» **Given task 1**:
Retype the listing from its first line down to the line containing "# example of the reply layout", both included, with no changes.

To conclude, the contributions of this work are as follows:

  • We develop a deeply coupled cross-modal prompt learning (DCP) method with a core module cross-modal prompt attention (CMPA). CMPA can reinforce the interaction between visual and language modals across different layers.

  • We benchmark our method on 11 image classification datasets consisting of generic objects, scenes, actions and fine-grained categories. Our method surpasses visual prompt tuning, text prompt tuning and existing competitive multi-modal prompt tuning methods under the few-shot setting.

  • We conduct experiments on domain adaptation tasks. Our method achieves comparable performance to the state-of-the-art methods, indicating the robustness of our method to domain shift.

2 Related Work

2.1 Vision-language Pre-trained Models

The advent of Transformer Vaswani et al. (2017) has accelerated the development of large-scale pre-training. The application of Transformer in the multi-modal is divided into two schools of thought: one is the single-stream model, in which language and vision information are fused at the beginning and fed directly into the encoder together; the other is the dual-stream model, in which language and vision information first pass through two separate encoder modules at the beginning, and then the different modal information is fused through the cross Transformer.

At the outset, the basic architecture of some contemporaneous work is BERT. The images are detected with Faster-RCNN Ren et al. (2015) for region features, and these image region features are fed into BERT along with text information to align the text and image information. Following the same process as BERT, these methods first pre-train and then fine-tune on the corresponding tasks. Single-stream networks Li et al. (2019); Alberti et al. (2019); Chen et al. (2019); Li et al. (2020); Su et al. (2020); Zhou et al. (2020); Qi et al. (2020); Lu et al. (2020) fuse information from different modalities directly through an encoder. The dual-stream models Lu et al. (2019); Tan and Bansal (2019) integrate different modal information through cross modal transformer. Empirically single-stream networks are more sufficient for information fusion, while dual-stream networks can be more efficient for training due to fewer training parameters. In the design of our method, we aim to combine the advantages of the single-stream and dual-stream, so as to enhance the cross-modal integration without introducing many training parameters.

» **Given task 2**:
In the passage on cross-modal prompt learning, copy everything from "To conclude, the" down to "across different layers.", replacing "interaction" with "coupling".

» **Supplied records**:

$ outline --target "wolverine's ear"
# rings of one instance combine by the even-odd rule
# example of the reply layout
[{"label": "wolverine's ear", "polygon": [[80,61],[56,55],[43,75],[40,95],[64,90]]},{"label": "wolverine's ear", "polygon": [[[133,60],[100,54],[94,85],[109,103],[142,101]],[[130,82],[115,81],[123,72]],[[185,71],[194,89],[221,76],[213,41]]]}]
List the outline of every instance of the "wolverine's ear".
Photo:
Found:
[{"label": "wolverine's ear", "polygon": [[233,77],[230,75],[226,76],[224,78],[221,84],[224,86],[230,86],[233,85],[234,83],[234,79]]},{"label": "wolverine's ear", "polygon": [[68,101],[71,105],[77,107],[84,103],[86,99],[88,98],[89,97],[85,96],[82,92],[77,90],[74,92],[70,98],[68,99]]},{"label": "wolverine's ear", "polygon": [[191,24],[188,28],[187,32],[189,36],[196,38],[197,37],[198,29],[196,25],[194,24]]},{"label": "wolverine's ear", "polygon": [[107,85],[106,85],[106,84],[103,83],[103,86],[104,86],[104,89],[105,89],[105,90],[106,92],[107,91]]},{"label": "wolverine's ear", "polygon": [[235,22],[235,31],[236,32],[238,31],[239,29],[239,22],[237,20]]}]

» **Correct response 1**:
$ outline --target "wolverine's ear"
# rings of one instance combine by the even-odd rule
# example of the reply layout

» **Correct response 2**:
To conclude, the contributions of this work are as follows:

  • We develop a deeply coupled cross-modal prompt learning (DCP) method with a core module cross-modal prompt attention (CMPA). CMPA can reinforce the coupling between visual and language modals across different layers.